READING PASSAGE Block Start
So figuring out where many of these new permanent residents would prefer to live, based on criteria such as amenities, home prices and getting to and from work can be important. To that end, a real estate industry group, the Urban Land Institute, commissioned a survey to determine what young professionals look for in a workplace and in a place to live.

Despite the widely publicized shortcomings of the Massachusetts Bay Transportation Authority, which notoriously ground to a halt amid last winter’s record snowfall, 80 percent said proximity to the T was “very important” in choosing a place to live. As to how they currently commute, 73 percent said they took the subway, a street car or a bus. Only 26 percent said they regularly drove alone to and from work, while 22 percent used a bicycle.

The preferences for this group, which was defined as from 20 to 37 years old and with a college degree, also help shape their feelings toward where they work, according to the institute.
READING PASSAGE Block End
RECORD SET Block Start
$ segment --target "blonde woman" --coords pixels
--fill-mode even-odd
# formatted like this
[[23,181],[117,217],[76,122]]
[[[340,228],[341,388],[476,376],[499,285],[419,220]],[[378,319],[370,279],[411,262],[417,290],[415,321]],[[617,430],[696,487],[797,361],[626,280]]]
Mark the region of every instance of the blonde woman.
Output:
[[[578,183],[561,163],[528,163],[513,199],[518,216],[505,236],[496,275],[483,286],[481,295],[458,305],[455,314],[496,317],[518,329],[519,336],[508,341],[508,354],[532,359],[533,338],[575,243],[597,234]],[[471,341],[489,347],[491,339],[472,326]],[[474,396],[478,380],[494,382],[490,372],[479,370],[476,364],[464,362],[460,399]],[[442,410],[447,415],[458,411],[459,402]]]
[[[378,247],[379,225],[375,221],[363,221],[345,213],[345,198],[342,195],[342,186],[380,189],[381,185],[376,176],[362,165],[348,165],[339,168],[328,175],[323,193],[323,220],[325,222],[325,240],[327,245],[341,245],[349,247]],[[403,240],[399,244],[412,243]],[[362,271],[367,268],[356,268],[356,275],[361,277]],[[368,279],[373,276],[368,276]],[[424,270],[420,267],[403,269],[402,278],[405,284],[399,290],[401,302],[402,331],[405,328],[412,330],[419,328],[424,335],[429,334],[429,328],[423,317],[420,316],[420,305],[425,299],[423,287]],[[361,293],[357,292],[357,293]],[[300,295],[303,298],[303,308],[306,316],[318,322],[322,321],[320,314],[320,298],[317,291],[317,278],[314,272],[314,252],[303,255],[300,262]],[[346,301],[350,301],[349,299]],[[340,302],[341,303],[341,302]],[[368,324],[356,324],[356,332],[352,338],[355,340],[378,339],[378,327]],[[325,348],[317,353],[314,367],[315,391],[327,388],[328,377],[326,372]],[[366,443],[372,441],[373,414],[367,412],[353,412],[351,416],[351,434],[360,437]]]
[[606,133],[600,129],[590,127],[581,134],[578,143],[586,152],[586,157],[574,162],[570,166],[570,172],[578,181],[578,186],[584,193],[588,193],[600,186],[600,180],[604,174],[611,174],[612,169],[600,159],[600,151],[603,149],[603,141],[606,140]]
RECORD SET Block End
Duplicate the passage from the Boston-area young professionals survey text word for word, starting at "So figuring out" and ending at "in a place to live.".

RESPONSE FOR THIS EXERCISE:
So figuring out where many of these new permanent residents would prefer to live, based on criteria such as amenities, home prices and getting to and from work can be important. To that end, a real estate industry group, the Urban Land Institute, commissioned a survey to determine what young professionals look for in a workplace and in a place to live.